------ DATA SUPPLIED
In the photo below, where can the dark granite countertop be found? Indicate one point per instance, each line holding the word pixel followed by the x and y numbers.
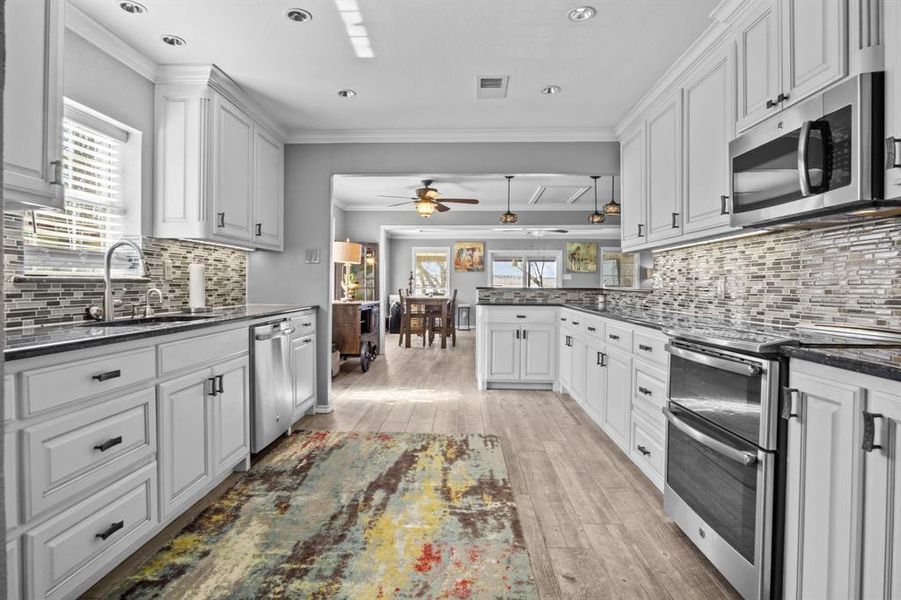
pixel 27 342
pixel 867 357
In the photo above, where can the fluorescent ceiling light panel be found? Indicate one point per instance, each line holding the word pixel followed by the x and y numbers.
pixel 353 25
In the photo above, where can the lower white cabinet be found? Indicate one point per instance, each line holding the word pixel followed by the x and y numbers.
pixel 186 465
pixel 618 399
pixel 231 414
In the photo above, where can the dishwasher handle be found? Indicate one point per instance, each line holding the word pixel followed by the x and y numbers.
pixel 262 337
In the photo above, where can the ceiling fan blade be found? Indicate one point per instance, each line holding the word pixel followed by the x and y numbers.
------------
- [THE TASK]:
Repeat verbatim the line holding "In the photo above, where can the lower" and all lines after it, up to the end of the material.

- [RESULT FOR THIS TASK]:
In the photo above, where can the lower white cabinet be found? Indicate one point per instance, each line holding the word pixel followed by the x and y numbers.
pixel 186 465
pixel 618 399
pixel 231 414
In the photo above, where can the dishwasher handle be found? Indicate one point per instance, each line holding the word pixel followed by the x and y numbers.
pixel 262 337
In the photo above, where can the ceiling fan blade be found? Indicate one point per instance, each line holding the word pixel followed by the x and y numbers.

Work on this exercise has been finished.